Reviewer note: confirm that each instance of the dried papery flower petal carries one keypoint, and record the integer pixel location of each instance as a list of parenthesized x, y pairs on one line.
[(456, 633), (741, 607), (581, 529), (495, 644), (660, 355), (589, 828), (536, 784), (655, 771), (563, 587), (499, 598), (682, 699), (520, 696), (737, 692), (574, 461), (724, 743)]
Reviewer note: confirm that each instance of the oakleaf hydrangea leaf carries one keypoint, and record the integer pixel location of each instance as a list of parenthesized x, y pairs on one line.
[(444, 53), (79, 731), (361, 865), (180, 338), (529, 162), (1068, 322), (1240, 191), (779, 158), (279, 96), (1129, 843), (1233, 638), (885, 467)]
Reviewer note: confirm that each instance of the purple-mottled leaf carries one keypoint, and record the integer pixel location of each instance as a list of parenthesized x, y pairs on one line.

• **Problem**: Nothing in the listing should change; repeat it in full.

• **Task answer**:
Reviewer note: confirm that each instance of the dried papery flower petal carries one keypoint, and record the integer pixel location of each instance as a list of parenthesized x, y pairs on one line.
[(456, 633), (741, 607), (581, 529), (495, 644), (660, 355), (589, 828), (536, 784), (655, 771), (563, 587), (499, 598), (682, 699), (520, 696), (737, 692), (574, 461), (724, 743)]
Reviewer note: confirm that each instance of the oakleaf hydrangea leaf carries one keypoint, and record the integer pixel location of each instance as a list of parenthesized x, y pairs on one line.
[(444, 53), (79, 731), (361, 865), (180, 338), (529, 162), (1068, 322), (1240, 191), (779, 158), (279, 96), (1129, 843), (1233, 638), (885, 467)]
Reviewer note: confirm that each instance of the purple-mottled leaf carries one keypoint, and record the integer pixel location of each instance as a list of parenthesized x, y pairs on one line.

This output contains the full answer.